**Set exercise:** Edit the lines from the one with "find the green" to the one with "[242, 297, 274, 313]", replacing "leaf" with "foliage" and leaving everything else unchanged.

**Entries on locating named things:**
--- Begin ---
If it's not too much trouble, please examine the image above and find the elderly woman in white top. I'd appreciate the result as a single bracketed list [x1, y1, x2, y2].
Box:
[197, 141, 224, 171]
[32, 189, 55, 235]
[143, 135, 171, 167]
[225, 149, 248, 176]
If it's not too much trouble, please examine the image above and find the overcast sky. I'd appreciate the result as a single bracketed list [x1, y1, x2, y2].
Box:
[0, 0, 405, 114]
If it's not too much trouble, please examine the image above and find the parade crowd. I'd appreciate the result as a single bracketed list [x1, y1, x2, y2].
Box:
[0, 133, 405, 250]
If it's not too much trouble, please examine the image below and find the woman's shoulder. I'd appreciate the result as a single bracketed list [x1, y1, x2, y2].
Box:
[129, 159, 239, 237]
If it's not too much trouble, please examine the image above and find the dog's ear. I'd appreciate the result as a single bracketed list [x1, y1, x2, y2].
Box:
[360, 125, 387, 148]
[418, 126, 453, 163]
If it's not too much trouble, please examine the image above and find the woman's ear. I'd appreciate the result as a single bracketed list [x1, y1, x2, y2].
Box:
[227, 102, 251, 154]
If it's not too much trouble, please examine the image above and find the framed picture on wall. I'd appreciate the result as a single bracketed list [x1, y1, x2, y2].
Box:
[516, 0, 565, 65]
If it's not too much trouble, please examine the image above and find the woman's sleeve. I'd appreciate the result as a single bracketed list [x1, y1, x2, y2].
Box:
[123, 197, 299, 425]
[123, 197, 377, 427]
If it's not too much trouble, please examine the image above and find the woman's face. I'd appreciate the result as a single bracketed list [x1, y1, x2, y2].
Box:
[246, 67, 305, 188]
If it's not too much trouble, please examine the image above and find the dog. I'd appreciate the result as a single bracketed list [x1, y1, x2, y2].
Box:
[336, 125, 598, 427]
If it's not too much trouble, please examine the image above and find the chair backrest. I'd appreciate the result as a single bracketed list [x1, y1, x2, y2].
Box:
--- End ---
--- Begin ---
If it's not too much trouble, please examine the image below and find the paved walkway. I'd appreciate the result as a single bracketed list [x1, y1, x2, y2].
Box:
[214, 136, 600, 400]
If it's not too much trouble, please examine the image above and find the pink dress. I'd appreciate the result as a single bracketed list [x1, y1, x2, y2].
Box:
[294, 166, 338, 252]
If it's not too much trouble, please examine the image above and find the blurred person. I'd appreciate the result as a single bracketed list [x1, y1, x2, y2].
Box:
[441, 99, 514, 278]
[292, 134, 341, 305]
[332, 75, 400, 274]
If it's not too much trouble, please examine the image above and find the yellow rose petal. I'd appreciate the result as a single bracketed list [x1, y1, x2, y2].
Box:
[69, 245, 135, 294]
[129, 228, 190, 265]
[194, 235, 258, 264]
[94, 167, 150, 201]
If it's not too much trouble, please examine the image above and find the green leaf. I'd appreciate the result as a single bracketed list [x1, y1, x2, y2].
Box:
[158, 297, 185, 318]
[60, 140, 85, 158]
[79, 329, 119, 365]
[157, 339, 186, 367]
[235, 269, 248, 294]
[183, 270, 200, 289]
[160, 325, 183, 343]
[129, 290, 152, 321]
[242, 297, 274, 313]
--- End ---
**Expected answer:**
If it's not too much trouble, please examine the image above and find the green foliage. I'd appreciate the result as a single bracketed list [x1, y1, x2, y2].
Box:
[158, 297, 185, 318]
[60, 140, 85, 158]
[79, 329, 119, 365]
[157, 339, 186, 367]
[235, 269, 248, 294]
[183, 270, 200, 289]
[160, 325, 183, 343]
[129, 290, 152, 321]
[242, 297, 274, 313]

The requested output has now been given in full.